Write out every entry once more, character for character.

"""

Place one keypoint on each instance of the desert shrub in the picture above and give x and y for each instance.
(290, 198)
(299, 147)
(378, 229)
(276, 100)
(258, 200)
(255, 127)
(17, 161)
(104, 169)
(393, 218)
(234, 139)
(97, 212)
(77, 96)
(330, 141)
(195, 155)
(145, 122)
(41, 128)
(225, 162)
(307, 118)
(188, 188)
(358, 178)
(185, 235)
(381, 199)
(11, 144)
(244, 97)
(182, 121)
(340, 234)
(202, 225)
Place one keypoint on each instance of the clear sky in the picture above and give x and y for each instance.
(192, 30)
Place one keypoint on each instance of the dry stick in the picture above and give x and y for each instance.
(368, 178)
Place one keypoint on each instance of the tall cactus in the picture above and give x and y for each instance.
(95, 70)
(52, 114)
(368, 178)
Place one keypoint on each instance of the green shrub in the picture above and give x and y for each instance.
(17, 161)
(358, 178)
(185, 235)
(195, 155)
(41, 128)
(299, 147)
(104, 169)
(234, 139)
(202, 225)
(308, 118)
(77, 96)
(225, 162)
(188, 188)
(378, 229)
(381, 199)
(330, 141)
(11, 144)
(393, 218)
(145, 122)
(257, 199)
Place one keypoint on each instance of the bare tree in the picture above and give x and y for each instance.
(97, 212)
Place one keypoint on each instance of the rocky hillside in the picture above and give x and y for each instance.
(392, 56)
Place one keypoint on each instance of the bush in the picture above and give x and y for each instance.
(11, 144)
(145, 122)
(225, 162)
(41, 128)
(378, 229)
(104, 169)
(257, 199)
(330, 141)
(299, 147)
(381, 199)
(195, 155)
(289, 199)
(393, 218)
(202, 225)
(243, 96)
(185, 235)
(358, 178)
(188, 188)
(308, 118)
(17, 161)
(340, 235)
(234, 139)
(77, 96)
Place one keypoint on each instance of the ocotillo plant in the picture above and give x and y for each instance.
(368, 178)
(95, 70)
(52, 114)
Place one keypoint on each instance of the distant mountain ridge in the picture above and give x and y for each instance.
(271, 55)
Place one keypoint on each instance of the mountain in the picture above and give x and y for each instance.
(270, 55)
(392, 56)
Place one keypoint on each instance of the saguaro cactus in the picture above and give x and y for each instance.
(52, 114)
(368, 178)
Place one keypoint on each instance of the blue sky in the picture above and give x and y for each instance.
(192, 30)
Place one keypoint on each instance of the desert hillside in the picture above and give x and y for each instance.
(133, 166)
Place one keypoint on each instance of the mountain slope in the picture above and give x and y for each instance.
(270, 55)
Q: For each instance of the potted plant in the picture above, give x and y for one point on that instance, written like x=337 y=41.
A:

"""

**REPLY TO THE EXERCISE:**
Place one keypoint on each instance of the desert shrub in the picture above and give x and y for each instance.
(290, 198)
(299, 147)
(378, 229)
(276, 100)
(258, 200)
(255, 127)
(17, 161)
(104, 169)
(393, 218)
(234, 139)
(97, 212)
(77, 96)
(330, 141)
(195, 155)
(145, 122)
(41, 128)
(225, 162)
(307, 118)
(188, 188)
(358, 178)
(185, 235)
(381, 199)
(11, 144)
(244, 97)
(182, 121)
(340, 234)
(202, 225)
Place one keypoint on each instance of the clear sky in the picture above and give x and y for each instance.
(192, 30)
Place one keypoint on each instance of the dry stick in the picture above and give x and y for each instance.
(368, 178)
Place one keypoint on each instance of the tall cactus in the picture above and give x and y for each instance.
(95, 70)
(52, 114)
(368, 178)
Place one keypoint on each instance of the green shrub in the picture above and give x and y for each instance.
(17, 161)
(358, 178)
(185, 235)
(195, 155)
(41, 128)
(299, 147)
(104, 169)
(234, 139)
(202, 225)
(308, 118)
(77, 96)
(225, 162)
(188, 188)
(378, 229)
(381, 199)
(330, 141)
(11, 144)
(393, 218)
(145, 122)
(257, 199)
Place one keypoint on each instance of the bare tree in the picture above and give x and y for each instance.
(97, 212)
Place one keypoint on each instance of the rocky hillside in the picture above and give x and y for each instance.
(392, 56)
Place one keypoint on each instance of the bush in the picture above and give x and y for each instance.
(11, 144)
(145, 122)
(225, 162)
(41, 128)
(378, 229)
(104, 169)
(257, 199)
(330, 141)
(299, 147)
(381, 199)
(195, 155)
(289, 199)
(393, 218)
(202, 225)
(243, 96)
(185, 235)
(358, 178)
(188, 188)
(308, 118)
(17, 161)
(340, 235)
(234, 139)
(77, 96)
Place one keypoint on each instance of the ocotillo plant in the picture above and give x and y for each instance.
(368, 178)
(95, 70)
(52, 114)
Place one keypoint on each instance of the distant mountain ridge in the picture above and give x and y for each instance.
(271, 55)
Place one keypoint on each instance of the mountain in the picture above and give x and y for each instance.
(270, 55)
(392, 56)
Place one keypoint on each instance of the saguaro cactus in the picture above and give x and y for each instance.
(52, 114)
(368, 178)
Place one keypoint on each instance of the blue sky in the picture above and give x and y for each instance.
(192, 30)
Place one keypoint on each instance of the desert hillside in the picture above and give x and y for each instance.
(133, 166)
Place one keypoint on each instance of the mountain slope in the picture above and give x and y for each instance.
(270, 55)
Q: For each instance of the potted plant in the picture above, give x and y for one point on that instance, written like x=337 y=41.
A:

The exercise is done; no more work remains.